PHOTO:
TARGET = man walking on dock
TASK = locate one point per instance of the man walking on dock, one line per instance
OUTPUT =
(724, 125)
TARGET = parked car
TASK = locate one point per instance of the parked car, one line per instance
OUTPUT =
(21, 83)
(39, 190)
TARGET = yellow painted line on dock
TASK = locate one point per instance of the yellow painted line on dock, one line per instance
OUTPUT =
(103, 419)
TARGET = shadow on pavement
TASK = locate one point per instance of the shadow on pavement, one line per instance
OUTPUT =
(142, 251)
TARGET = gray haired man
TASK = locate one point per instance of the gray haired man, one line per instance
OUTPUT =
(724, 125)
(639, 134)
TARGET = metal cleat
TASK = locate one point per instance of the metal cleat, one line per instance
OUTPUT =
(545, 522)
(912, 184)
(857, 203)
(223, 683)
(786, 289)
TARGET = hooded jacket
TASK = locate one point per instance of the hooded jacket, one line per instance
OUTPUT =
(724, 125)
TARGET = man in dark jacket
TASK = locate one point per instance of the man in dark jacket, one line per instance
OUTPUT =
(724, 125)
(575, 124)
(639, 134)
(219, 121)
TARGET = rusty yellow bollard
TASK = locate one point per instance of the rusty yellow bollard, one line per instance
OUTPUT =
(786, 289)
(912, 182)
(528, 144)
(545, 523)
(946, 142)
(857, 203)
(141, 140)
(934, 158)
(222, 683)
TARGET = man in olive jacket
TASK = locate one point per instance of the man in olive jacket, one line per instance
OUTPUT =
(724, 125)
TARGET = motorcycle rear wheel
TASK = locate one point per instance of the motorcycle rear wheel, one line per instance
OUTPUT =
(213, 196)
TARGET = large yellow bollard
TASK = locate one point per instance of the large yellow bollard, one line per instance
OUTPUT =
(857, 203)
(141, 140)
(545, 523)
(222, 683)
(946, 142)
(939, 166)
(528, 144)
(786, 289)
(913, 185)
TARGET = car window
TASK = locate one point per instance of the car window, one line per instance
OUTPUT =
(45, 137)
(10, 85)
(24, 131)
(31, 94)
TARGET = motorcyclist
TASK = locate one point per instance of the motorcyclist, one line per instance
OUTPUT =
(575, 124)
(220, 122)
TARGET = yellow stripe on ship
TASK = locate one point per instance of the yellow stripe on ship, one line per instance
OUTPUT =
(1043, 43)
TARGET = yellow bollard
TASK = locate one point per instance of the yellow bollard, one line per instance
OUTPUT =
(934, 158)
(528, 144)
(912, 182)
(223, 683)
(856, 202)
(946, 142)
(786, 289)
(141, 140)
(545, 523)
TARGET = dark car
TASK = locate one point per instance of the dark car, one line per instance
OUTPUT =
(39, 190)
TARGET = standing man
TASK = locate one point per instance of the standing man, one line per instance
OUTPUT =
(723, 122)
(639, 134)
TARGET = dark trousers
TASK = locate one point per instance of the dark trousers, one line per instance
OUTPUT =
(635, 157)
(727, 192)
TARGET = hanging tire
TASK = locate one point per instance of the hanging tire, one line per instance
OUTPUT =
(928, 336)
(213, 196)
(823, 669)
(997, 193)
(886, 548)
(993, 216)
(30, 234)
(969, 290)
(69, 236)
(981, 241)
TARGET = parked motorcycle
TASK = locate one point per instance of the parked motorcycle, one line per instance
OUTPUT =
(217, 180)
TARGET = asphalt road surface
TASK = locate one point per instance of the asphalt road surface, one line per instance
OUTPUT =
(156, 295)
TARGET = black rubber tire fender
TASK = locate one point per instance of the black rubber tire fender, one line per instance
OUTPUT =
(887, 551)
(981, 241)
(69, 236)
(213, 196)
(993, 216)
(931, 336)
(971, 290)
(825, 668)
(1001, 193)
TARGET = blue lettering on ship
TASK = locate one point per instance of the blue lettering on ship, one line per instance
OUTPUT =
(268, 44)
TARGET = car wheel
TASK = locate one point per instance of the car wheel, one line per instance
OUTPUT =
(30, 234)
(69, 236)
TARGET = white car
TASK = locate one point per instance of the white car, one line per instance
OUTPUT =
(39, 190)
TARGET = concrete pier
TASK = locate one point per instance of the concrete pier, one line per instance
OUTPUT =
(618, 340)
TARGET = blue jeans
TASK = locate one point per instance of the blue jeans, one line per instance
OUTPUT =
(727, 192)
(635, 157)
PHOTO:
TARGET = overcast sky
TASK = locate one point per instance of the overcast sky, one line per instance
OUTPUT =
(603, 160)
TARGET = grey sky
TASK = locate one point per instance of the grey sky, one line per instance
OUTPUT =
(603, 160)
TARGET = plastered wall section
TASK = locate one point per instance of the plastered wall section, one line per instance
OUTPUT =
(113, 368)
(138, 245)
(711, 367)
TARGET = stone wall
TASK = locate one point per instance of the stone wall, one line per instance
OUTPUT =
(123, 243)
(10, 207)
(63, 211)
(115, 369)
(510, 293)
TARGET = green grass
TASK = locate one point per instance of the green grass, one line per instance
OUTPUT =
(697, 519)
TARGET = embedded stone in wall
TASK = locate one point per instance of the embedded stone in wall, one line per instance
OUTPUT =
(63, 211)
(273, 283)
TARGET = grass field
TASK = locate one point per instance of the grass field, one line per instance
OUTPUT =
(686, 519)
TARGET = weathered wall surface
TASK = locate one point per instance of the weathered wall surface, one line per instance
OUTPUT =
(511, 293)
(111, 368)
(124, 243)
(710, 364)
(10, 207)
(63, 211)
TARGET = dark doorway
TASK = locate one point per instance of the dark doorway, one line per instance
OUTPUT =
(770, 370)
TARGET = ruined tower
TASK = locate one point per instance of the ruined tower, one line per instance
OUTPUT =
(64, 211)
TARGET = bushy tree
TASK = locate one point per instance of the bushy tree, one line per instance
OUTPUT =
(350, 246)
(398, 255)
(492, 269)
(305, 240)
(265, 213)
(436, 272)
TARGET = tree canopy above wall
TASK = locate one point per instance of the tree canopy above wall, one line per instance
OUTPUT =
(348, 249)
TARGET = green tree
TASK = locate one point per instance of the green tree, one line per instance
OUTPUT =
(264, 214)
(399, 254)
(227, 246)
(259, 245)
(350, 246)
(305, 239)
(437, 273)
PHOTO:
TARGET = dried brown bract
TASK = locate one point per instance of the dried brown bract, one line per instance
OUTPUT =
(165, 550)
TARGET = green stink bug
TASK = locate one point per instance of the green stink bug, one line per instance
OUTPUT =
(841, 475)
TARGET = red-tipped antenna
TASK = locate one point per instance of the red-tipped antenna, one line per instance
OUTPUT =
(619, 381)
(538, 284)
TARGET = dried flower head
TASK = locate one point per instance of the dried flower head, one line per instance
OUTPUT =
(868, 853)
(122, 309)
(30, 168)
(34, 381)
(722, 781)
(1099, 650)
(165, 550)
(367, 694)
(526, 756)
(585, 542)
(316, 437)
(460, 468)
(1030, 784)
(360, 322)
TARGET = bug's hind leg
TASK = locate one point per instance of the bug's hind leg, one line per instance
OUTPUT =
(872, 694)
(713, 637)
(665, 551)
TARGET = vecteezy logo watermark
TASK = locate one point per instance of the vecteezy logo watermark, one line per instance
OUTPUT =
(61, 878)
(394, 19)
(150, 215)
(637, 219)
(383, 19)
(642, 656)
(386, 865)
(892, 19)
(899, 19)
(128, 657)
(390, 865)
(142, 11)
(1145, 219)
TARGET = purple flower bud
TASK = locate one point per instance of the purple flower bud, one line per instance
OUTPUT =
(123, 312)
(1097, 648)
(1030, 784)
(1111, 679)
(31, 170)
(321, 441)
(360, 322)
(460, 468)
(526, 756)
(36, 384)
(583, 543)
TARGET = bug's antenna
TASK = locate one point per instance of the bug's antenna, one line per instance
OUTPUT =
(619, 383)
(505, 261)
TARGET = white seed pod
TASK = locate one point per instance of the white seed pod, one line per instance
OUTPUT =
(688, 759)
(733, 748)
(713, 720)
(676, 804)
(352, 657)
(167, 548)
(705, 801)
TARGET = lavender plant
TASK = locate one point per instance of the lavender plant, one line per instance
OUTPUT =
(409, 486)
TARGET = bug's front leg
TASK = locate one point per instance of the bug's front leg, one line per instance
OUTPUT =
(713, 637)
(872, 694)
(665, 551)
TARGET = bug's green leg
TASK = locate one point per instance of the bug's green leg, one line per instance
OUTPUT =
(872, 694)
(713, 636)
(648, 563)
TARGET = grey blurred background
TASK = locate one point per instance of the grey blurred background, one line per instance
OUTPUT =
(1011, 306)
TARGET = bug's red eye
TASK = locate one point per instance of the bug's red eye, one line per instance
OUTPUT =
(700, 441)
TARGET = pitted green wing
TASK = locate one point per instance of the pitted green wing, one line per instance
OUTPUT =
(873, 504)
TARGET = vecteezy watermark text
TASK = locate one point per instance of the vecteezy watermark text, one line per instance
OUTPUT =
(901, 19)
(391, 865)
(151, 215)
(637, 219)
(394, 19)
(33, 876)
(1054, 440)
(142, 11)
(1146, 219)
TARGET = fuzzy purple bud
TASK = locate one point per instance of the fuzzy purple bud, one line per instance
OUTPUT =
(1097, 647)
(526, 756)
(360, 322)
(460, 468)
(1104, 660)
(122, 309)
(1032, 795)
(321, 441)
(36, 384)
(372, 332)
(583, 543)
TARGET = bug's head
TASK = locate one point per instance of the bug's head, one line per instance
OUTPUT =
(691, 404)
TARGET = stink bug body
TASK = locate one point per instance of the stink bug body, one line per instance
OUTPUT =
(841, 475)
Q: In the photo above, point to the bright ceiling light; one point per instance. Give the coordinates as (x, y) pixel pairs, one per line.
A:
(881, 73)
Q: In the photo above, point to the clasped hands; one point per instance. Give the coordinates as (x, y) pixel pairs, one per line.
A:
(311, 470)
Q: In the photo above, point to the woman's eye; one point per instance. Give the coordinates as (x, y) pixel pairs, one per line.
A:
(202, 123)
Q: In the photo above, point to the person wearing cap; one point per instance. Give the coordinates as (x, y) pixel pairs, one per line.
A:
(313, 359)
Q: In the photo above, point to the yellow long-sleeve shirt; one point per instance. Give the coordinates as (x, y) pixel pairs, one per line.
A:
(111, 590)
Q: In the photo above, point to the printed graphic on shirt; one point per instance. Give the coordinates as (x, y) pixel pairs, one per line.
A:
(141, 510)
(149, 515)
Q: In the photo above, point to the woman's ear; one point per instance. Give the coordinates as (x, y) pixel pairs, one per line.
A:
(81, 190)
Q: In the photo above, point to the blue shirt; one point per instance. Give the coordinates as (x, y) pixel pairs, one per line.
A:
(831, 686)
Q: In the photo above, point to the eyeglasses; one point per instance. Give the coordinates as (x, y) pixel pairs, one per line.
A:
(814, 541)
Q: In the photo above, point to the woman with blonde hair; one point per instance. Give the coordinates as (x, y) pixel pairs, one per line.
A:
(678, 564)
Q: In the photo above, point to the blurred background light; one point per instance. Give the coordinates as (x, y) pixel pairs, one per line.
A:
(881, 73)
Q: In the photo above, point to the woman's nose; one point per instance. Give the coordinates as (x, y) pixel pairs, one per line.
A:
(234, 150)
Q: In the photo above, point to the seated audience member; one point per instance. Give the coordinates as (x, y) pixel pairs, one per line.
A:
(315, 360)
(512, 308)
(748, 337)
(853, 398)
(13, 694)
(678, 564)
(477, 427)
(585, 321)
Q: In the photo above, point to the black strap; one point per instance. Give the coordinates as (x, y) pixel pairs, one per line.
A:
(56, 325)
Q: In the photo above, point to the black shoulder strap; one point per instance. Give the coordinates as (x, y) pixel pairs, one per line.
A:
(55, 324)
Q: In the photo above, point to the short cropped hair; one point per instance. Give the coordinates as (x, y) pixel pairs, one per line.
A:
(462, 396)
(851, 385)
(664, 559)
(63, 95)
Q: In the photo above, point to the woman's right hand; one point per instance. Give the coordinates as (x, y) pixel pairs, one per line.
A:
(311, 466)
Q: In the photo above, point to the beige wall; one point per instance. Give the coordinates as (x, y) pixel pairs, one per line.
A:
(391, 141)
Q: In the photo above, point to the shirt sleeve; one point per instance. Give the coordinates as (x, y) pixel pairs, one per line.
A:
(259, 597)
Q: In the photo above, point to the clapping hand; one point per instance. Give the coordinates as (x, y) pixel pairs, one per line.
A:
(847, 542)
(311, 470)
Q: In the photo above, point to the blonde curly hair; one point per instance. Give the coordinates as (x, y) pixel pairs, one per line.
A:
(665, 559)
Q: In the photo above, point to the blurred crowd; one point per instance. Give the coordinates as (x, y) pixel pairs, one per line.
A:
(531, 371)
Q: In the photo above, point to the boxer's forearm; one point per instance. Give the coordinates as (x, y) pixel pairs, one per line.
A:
════
Stated goal
From the line containing "Q: In the photo above, point to the beige" to the last line of the material, please quote every line exactly and only those.

Task response
Q: In the photo above, point to the beige wall; one point per instance. Give the coordinates as (x, y) pixel pairs, one per line.
A:
(391, 141)
Q: In the photo above, point to the shirt sleeve; one point per instance. Give the coordinates as (x, y) pixel pairs, one per line.
A:
(259, 597)
Q: In the photo above, point to the clapping hand; one point per instance. Give the coordinates as (x, y) pixel pairs, one per line.
A:
(847, 542)
(311, 470)
Q: In the photo above, point to the blonde curly hair; one point per instance. Give the coordinates as (x, y) pixel pairs, one per line.
A:
(665, 559)
Q: In the photo above, point to the blurred crowd; one point per instance. Give the coordinates as (x, y) pixel pairs, one per line.
A:
(531, 371)
Q: In the photo above, point to the boxer's forearm; one point per instance. Give the coordinates as (x, y) pixel pairs, one per line.
A:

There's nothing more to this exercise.